__Reading passage__
====
Xxxxxxx shall either (i) present to UCNB from time to time an itemized account
of
such
expenses in any form reasonably required by UCNB and the Company for
reimbursement;
or (ii) post such expenses to a credit card or other payment means issued to
Xxxxxxx
by UCNB
and the Company.
6.
Benefits:
a).
Automobile.
UCNB and
the Company shall
pay
to Xxxxxxx a monthly
allowance
of $900.00 plus $.30 per mile for his use of his personal automobile for
business purposes. Title to the automobile currently owned by UCNB and being
driven by and in the possession of Xxxxxxx shall be transferred from and sold
by
UCNB to him. Xxxxxxx shall pay UCNB $0 for the purchase and transfer of title
from UCNB to him. Xxxxxxx shall be responsible, however, for any costs or
expenses that may be incurred with the applicable state Motor Vehicle
Commission(s) in connection with the transfer of title from UCNB to him.
b) Miscellaneous
Benefits.
UCNB
and the
Company may also provide Xxxxxxx
with
those benefits that are generally provided to officers of UCNB and/or the
Company.
7.
Health
Insurance; and Other Plans.
====
__Goals__
**a)** List every numbered or lettered heading in the contract excerpt, with its number or letter.
**b)** According to the contract excerpt, what will UCNB and the Company pay Xxxxxxx for using his personal automobile for business purposes?
**c)** Reproduce verbatim the passage of the contract excerpt that begins at the words "Automobile." and ends after the words "title from UCNB to him.".

Outline records
====
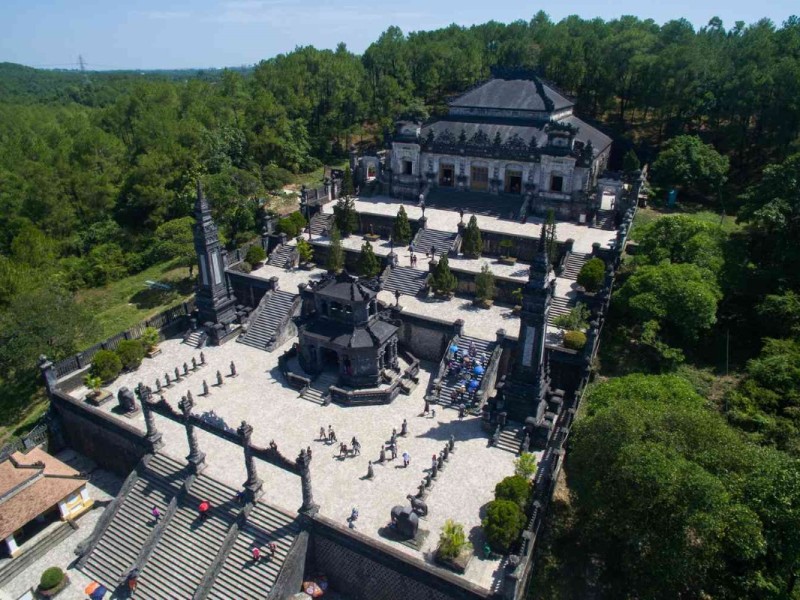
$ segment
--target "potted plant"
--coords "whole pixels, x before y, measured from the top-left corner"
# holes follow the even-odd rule
[[[481,267],[481,272],[475,276],[475,304],[489,308],[494,303],[494,274],[486,263]]]
[[[83,378],[84,385],[89,388],[86,401],[94,406],[100,406],[111,400],[111,392],[103,389],[103,380],[96,375],[87,375]]]
[[[69,577],[58,567],[50,567],[42,573],[36,592],[40,598],[52,598],[69,585]]]
[[[514,308],[511,309],[515,315],[522,312],[522,288],[517,288],[511,292],[511,298],[514,300]]]
[[[158,347],[158,342],[161,340],[161,334],[155,327],[145,327],[142,332],[142,343],[145,347],[145,354],[147,358],[153,358],[161,354],[161,348]]]
[[[511,256],[511,250],[514,248],[513,240],[504,239],[500,242],[500,262],[504,265],[514,265],[517,262],[515,256]]]
[[[439,534],[439,545],[434,554],[436,562],[457,573],[463,573],[472,558],[464,526],[447,519]]]

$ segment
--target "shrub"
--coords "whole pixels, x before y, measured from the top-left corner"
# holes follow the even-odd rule
[[[158,329],[155,327],[145,327],[140,339],[142,340],[145,348],[152,350],[158,346],[158,342],[161,340],[161,335],[158,333]]]
[[[564,348],[583,350],[586,345],[586,334],[582,331],[567,331],[564,334]]]
[[[525,513],[510,500],[494,500],[481,522],[486,541],[496,552],[507,554],[525,527]]]
[[[586,289],[587,292],[596,292],[603,285],[606,276],[606,263],[600,258],[592,258],[581,267],[578,273],[578,285]]]
[[[314,246],[301,237],[297,238],[297,253],[300,255],[301,263],[310,263],[314,260]]]
[[[92,360],[92,375],[103,382],[113,381],[122,371],[122,361],[113,350],[98,350]]]
[[[247,249],[247,254],[244,257],[245,262],[251,265],[263,262],[267,258],[267,253],[259,244],[254,244]]]
[[[565,315],[559,315],[553,321],[553,325],[561,329],[583,330],[589,327],[589,309],[583,302],[578,304]]]
[[[122,366],[129,371],[139,368],[145,353],[142,340],[122,340],[117,346],[117,356]]]
[[[42,573],[42,578],[39,580],[40,590],[52,590],[58,587],[64,581],[64,571],[58,567],[50,567]]]
[[[481,272],[475,276],[475,295],[478,300],[491,300],[494,298],[494,274],[486,263],[481,267]]]
[[[510,500],[522,510],[528,505],[531,494],[530,481],[521,475],[511,475],[498,483],[494,488],[495,500]]]
[[[536,455],[523,452],[519,458],[514,459],[514,474],[524,479],[530,479],[536,473]]]
[[[452,519],[447,519],[439,534],[439,546],[436,553],[440,558],[452,560],[461,554],[466,545],[467,536],[464,533],[464,526]]]

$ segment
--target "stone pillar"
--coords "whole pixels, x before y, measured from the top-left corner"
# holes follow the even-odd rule
[[[44,354],[39,357],[39,371],[41,371],[44,378],[44,387],[47,390],[47,395],[51,396],[56,391],[56,369]]]
[[[139,403],[142,405],[142,414],[144,414],[144,424],[147,428],[145,440],[147,440],[150,446],[150,452],[157,452],[164,445],[164,442],[161,440],[161,433],[156,429],[156,419],[151,404],[153,393],[149,387],[139,383],[139,385],[136,386],[136,395],[139,396]]]
[[[186,439],[189,441],[189,456],[186,457],[186,460],[189,461],[189,465],[191,465],[195,474],[199,474],[206,468],[206,455],[200,452],[200,447],[197,444],[197,433],[194,430],[194,424],[191,419],[193,407],[194,402],[191,398],[187,398],[186,396],[178,403],[178,408],[180,408],[183,413],[183,425],[186,427]]]
[[[247,481],[244,482],[244,489],[247,490],[248,500],[254,501],[261,496],[264,482],[258,478],[258,473],[256,473],[256,461],[253,458],[253,449],[250,446],[253,426],[242,421],[236,433],[239,434],[239,440],[244,448],[244,466],[247,470]]]
[[[303,506],[300,507],[300,512],[313,516],[319,512],[319,505],[314,502],[311,490],[311,455],[305,450],[300,450],[297,467],[300,470],[300,484],[303,488]]]

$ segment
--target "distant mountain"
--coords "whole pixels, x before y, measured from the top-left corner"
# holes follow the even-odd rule
[[[243,74],[252,67],[232,67]],[[35,69],[16,63],[0,63],[0,102],[52,103],[80,102],[102,106],[112,100],[120,89],[144,79],[182,81],[199,78],[216,81],[225,69],[163,69],[86,71],[77,69]],[[115,93],[103,93],[112,88]],[[111,91],[111,90],[108,90]]]

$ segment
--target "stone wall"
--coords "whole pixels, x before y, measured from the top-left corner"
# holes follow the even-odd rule
[[[394,308],[392,315],[401,322],[397,331],[400,342],[417,358],[435,362],[442,359],[447,344],[463,325],[463,322],[459,325],[458,322],[406,314]]]
[[[50,395],[64,443],[104,469],[125,477],[147,452],[144,434],[56,390]]]
[[[479,600],[489,590],[351,531],[319,515],[313,518],[310,574],[328,577],[351,600]]]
====
__The solutions__
**a)**
6. Benefits
a) Automobile
b) Miscellaneous Benefits
7. Health Insurance; and Other Plans

**b)** A monthly allowance of $900.00 plus $.30 per mile.

**c)**
Automobile.
UCNB and
the Company shall
pay
to Xxxxxxx a monthly
allowance
of $900.00 plus $.30 per mile for his use of his personal automobile for
business purposes. Title to the automobile currently owned by UCNB and being
driven by and in the possession of Xxxxxxx shall be transferred from and sold
by
UCNB to him. Xxxxxxx shall pay UCNB $0 for the purchase and transfer of title
from UCNB to him. Xxxxxxx shall be responsible, however, for any costs or
expenses that may be incurred with the applicable state Motor Vehicle
Commission(s) in connection with the transfer of title from UCNB to him.